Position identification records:
◇ ◇ ◇ ◇ ◇
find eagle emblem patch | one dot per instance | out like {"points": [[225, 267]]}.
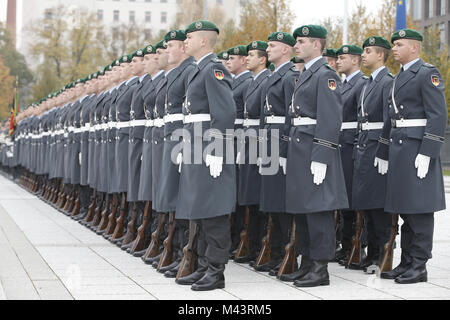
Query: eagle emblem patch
{"points": [[218, 74], [435, 80], [332, 84]]}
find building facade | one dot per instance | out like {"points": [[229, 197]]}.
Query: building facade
{"points": [[426, 13]]}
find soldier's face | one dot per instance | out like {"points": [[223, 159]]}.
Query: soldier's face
{"points": [[175, 51], [332, 62], [405, 50], [253, 60], [235, 63], [344, 63], [163, 58], [370, 57]]}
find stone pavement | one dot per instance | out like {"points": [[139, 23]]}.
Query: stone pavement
{"points": [[46, 255]]}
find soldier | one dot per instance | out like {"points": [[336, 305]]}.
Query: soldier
{"points": [[369, 188], [209, 113], [331, 56], [249, 179], [276, 97], [236, 64], [314, 175], [173, 119], [146, 179], [348, 63], [410, 146]]}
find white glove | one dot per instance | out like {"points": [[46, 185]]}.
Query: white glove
{"points": [[215, 165], [179, 161], [259, 163], [319, 171], [283, 164], [382, 165], [422, 165]]}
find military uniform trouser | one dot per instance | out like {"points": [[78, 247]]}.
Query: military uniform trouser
{"points": [[181, 238], [214, 241], [378, 227], [282, 223], [316, 235], [417, 235], [237, 225]]}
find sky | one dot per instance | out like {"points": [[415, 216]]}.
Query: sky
{"points": [[307, 11]]}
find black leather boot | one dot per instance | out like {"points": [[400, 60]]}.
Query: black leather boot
{"points": [[267, 266], [405, 263], [303, 270], [197, 275], [416, 273], [317, 276], [213, 278]]}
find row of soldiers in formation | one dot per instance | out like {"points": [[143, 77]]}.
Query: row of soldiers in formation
{"points": [[352, 157]]}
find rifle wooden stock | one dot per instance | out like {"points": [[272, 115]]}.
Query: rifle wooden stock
{"points": [[118, 231], [188, 262], [264, 254], [288, 263], [112, 216], [355, 253], [153, 248], [388, 257], [242, 249], [140, 240], [337, 218], [167, 255], [104, 215], [131, 227]]}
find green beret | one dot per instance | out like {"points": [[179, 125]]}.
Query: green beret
{"points": [[311, 31], [282, 37], [150, 49], [160, 45], [377, 42], [350, 49], [407, 34], [178, 35], [201, 25], [297, 60], [223, 55], [329, 52], [137, 53], [257, 45], [238, 51]]}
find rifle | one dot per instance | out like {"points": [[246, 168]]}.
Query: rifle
{"points": [[188, 262], [355, 252], [386, 262], [264, 254], [242, 249], [131, 227], [167, 255], [153, 248], [337, 218], [118, 232], [139, 242], [104, 220], [76, 208], [112, 217], [288, 263]]}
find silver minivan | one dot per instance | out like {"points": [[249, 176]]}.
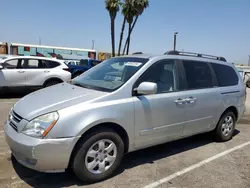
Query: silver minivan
{"points": [[121, 105]]}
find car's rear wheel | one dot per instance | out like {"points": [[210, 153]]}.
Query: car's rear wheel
{"points": [[226, 126], [51, 83], [98, 155]]}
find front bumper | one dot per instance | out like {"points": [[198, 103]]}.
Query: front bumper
{"points": [[44, 155]]}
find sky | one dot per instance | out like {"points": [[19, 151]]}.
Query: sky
{"points": [[217, 27]]}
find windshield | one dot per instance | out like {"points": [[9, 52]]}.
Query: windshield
{"points": [[110, 74]]}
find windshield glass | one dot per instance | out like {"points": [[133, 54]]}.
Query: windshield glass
{"points": [[110, 74]]}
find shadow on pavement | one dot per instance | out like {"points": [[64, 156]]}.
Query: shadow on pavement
{"points": [[131, 160]]}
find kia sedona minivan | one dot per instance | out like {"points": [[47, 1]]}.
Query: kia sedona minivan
{"points": [[121, 105]]}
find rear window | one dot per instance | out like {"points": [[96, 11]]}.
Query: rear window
{"points": [[198, 75], [226, 75], [52, 64]]}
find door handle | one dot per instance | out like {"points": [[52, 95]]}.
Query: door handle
{"points": [[179, 101], [190, 100]]}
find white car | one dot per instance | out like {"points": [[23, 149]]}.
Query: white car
{"points": [[30, 71]]}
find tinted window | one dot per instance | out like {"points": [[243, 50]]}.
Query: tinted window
{"points": [[163, 74], [52, 64], [11, 64], [198, 75], [83, 62], [226, 75], [94, 63]]}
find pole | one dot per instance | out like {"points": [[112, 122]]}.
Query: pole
{"points": [[93, 44], [175, 34]]}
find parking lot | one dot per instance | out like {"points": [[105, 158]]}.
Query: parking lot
{"points": [[192, 162]]}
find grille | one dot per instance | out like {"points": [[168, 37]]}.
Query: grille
{"points": [[15, 120]]}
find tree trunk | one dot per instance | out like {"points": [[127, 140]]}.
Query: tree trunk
{"points": [[121, 36], [129, 34], [132, 28], [113, 36]]}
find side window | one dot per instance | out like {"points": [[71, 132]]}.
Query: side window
{"points": [[198, 75], [51, 64], [33, 64], [84, 62], [225, 74], [94, 63], [164, 74], [11, 64]]}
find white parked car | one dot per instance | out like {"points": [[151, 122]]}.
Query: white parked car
{"points": [[30, 71]]}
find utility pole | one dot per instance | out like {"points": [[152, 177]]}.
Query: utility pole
{"points": [[39, 40], [175, 34], [93, 44]]}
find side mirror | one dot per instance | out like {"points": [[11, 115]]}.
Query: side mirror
{"points": [[248, 84], [147, 88]]}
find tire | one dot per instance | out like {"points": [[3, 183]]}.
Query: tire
{"points": [[51, 83], [77, 74], [80, 158], [226, 126]]}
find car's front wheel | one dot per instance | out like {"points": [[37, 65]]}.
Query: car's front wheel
{"points": [[98, 155], [226, 126]]}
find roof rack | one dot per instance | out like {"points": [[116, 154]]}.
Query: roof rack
{"points": [[194, 55], [137, 53]]}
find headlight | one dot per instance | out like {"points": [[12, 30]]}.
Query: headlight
{"points": [[40, 126]]}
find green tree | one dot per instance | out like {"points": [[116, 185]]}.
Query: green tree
{"points": [[135, 8], [113, 6], [124, 12]]}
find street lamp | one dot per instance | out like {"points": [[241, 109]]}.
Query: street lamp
{"points": [[175, 34], [93, 44]]}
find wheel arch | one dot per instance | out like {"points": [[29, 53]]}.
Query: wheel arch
{"points": [[231, 109], [110, 125]]}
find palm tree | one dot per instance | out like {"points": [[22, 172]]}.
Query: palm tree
{"points": [[124, 12], [113, 6], [129, 14], [138, 8]]}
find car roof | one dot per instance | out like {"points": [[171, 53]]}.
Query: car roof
{"points": [[34, 57], [181, 57]]}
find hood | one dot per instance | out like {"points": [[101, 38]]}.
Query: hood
{"points": [[52, 99]]}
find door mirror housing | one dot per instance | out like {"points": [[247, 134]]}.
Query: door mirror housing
{"points": [[147, 88], [248, 84]]}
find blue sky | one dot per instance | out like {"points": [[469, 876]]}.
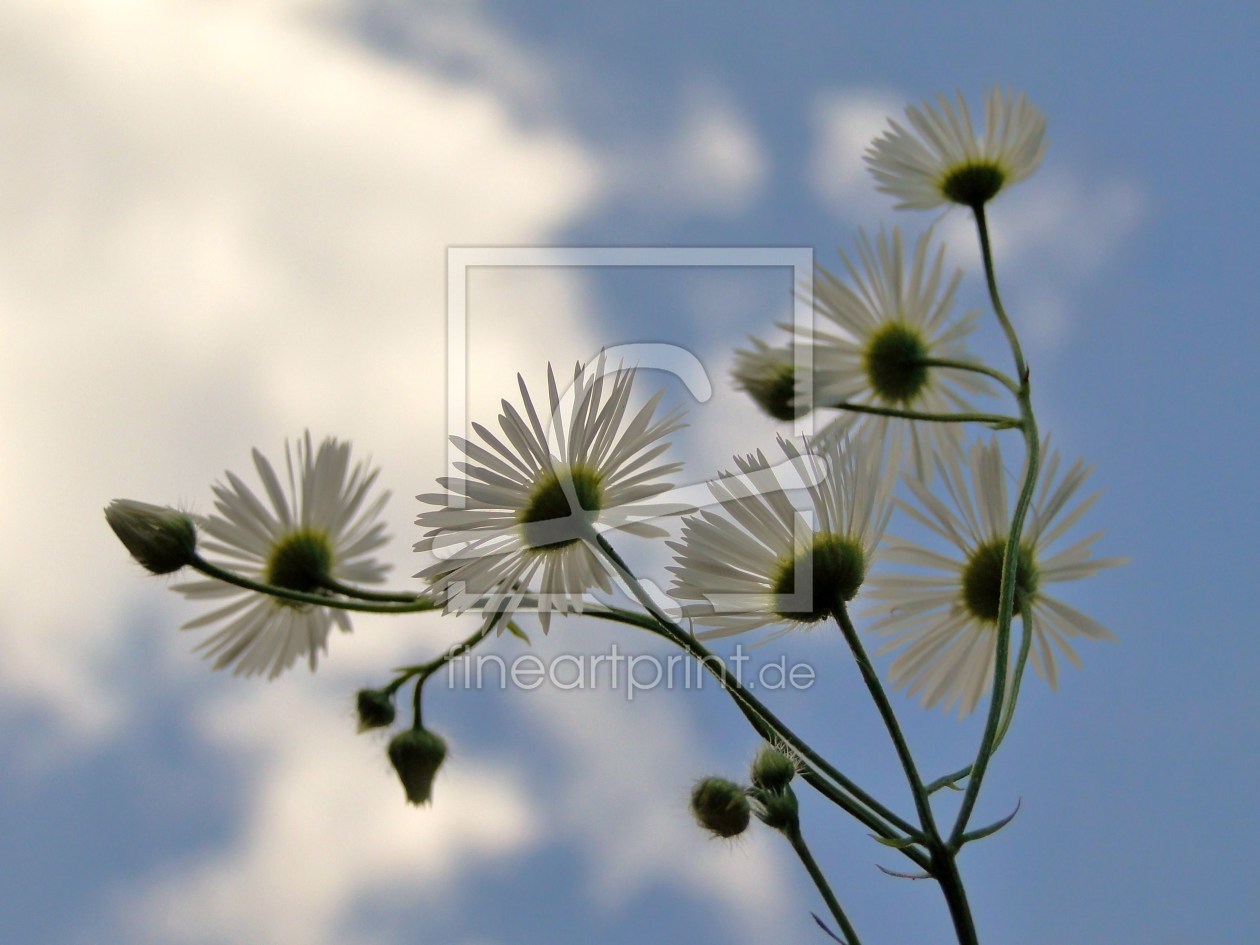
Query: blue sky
{"points": [[224, 223]]}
◇ ◇ ◇ ◇ ◇
-- Goal of the exercise --
Quote exactly, and nothing besides, the lines from the one with "find palm tree" through the end of the records above; include both ends and omit the pictures.

-- Full output --
find palm tree | one dot per instance | out like {"points": [[22, 172]]}.
Query: palm tree
{"points": [[124, 12], [113, 6], [129, 14], [138, 8]]}
find car roof | one dot per instance | out like {"points": [[171, 53]]}.
Query: car roof
{"points": [[34, 57], [181, 57]]}
find hood | one dot per instance | out like {"points": [[101, 38]]}.
Query: hood
{"points": [[52, 99]]}
find door mirror housing | one dot per instance | out like {"points": [[247, 134]]}.
Query: door mirror housing
{"points": [[147, 88], [248, 84]]}
find blue sky | one dot per instance | out like {"points": [[469, 876]]}.
Query: blue sky
{"points": [[224, 223]]}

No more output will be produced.